TEXTO PARA REVISAR:
::::

Escribe a cuatro manos junto a Fernando Bonassi, otro escritor de su generación. Se trata de series policiacas que él prefiere llamar «dramas criminales». Durante tres temporadas se emitió Força Tarefa, una serie para el horario nocturno. Este año comenzó O Caçador, y por estos días está empezando a escribir una nueva serie que aún no sabe de qué va. Sólo sabe que hay un hueco en la parrilla del canal para abril de 2015, y que eso le dará el sueldo que garantiza la estabilidad para escribir sus libros. Dice Marçal que en Brasil, como en tantos otros países, la literatura sólo alimenta el alma.
Son cuadernos de universitario, de diferentes colores. Pautados, de ciento veinte hojas. En cada uno hay fechas, dibujos, párrafos, algunos con caligrafía ininteligible, otros de limpia escritura. En uno aparece el nombre de una ciudad: Goiania. Y debajo: 9/10/2002. Marçal acerca la vista tratando de entender lo que dice debajo: algo sobre boxeo y lucha libre, nada que tenga sentido. Sin embargo, el 13 de octubre se lee en portugués: «No vale la pena explicar. No lo vas a entender. A veces, como en un sueño, veo el día de muerte».
—Ésa es la apertura exacta de lo que luego se convirtió en la tercera novela, Yo recibiría las peores noticias de tus lindos labios. Como vi que iba a más, seguí escribiendo esa misma noche. Dos días después hay un dibujo mío de una escena, a las 19:30 del 15 de octubre. Escribí nombres de personajes hasta que me fue saliendo el primer capítulo enterito. Aparece Lavinia, la protagonista, hasta que termino el capítulo el 18 de octubre. En cierto momento entendí que ese texto sería una novela y la titulé con una frase que había escrito dos años atrás y que subtitulé como «verso malo de bolero»: «Yo recibiría las peores noticias de tus lindos labios».

::::

Datos de señalamiento de regiones:
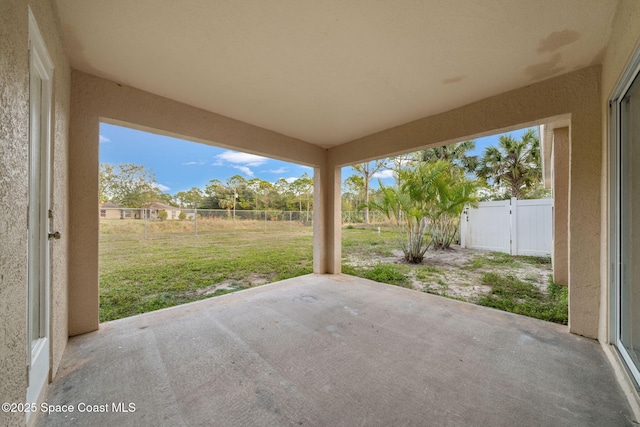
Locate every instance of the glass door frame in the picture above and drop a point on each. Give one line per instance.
(615, 217)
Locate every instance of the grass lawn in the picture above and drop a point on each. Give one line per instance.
(138, 275)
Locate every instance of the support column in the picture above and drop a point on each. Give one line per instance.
(561, 145)
(327, 213)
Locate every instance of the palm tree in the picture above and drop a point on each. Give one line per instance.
(455, 153)
(514, 164)
(425, 206)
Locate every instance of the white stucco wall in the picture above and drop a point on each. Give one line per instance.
(14, 144)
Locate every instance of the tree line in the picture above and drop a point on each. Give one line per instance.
(510, 169)
(134, 186)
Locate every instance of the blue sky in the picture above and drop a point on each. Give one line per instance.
(180, 165)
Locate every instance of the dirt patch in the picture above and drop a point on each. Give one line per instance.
(459, 272)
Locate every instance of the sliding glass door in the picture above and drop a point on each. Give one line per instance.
(625, 219)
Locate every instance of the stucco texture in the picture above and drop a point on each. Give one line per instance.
(14, 151)
(14, 139)
(574, 95)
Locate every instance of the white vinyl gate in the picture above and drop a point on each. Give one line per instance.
(517, 227)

::::

TAREA SOLICITADA 1: Según el texto sobre Marçal, ¿con qué escritor escribe a cuatro manos?
TAREA SOLICITADA 2: Prosigue el texto sobre Marçal a partir de su última oración.
Las entradas no guardan relación con el texto.

RESULTADO 1: Con Fernando Bonassi.

RESULTADO 2:
La novela, publicada en 2005, cuenta la historia de un fotógrafo paulista que vive medio huido en una ciudad minera de la Amazonia y se enamora de una ex prostituta casada con un pastor evangélico, hasta que sobrevienen tragedias varias. El libro se convirtió en su mayor éxito de ventas dentro de los números que se mueven para autores nacionales en Brasil, nueve ediciones, más de 20 mil libros vendidos desde su lanzamiento hasta hoy, cuando aún se vende impulsada por la película, estrenada en 2012.
El diario O Globo abrió a finales de 2007 una plana completa saludando al «enano de Marçal». Era la bienvenida a una novela cuya publicación Aquino prometía para poco después. Pero ese libro nunca llegó. Cuatro años más tarde el periodista y escritor Nelson Motta cerró una de sus columnas en el mismo periódico expresando un deseo para el nuevo año: «Que 2012 nos regale un nuevo libro de Marçal Aquino». Pero ese año Aquino tampoco publicó nada.
—Llevo diez años sin publicar y no me angustia, ya dejé dos libros en el camino. Uno tenía hasta título, O grande circo humano. Pero no salió. Mi editor sería el único que me podría reclamar, pero él es inteligente y no me mete presión. Yo soy mi primer lector, si no me gusta, no publico. Soy mucho más lector que escritor. De todas maneras, siempre digo que en el juicio final espero entrar en la fila de los escritores.
Cuando dice que está cerca de entregar una novela alejada de su temario habitual, «un romance libertino y de época en el Río de la colonia», aparece su perra, Teresa Dos, con la boca negra de tinta y un bolígrafo a medio masticar entre los colmillos. Al acercarse al sofá deja un mapa negro indeleble en el tapiz. Marçal, como si fuese rutina, va a buscar una toallita de bebé y se pone a limpiarlo. Luego se lamenta en voz alta, para que lo oiga Teresa Dos, tira la toallita y vuelve a sentarse.
—El libro que abandoné, O grande circo humano, era sobre un enano que llega a ser presidente de una multinacional y que empieza a contar su historia a un periodista. Quiere a una mujer que lo quiera como es. La encuentra. Y él le dice: quiero tener un hijo. La mujer recula, porque le entra miedo de tener un hijo enano, y lo termina engañando. Y se queda embarazada de otro hombre. Y entonces nace un enano.
—¿Y no vas a continuar, para publicarlo?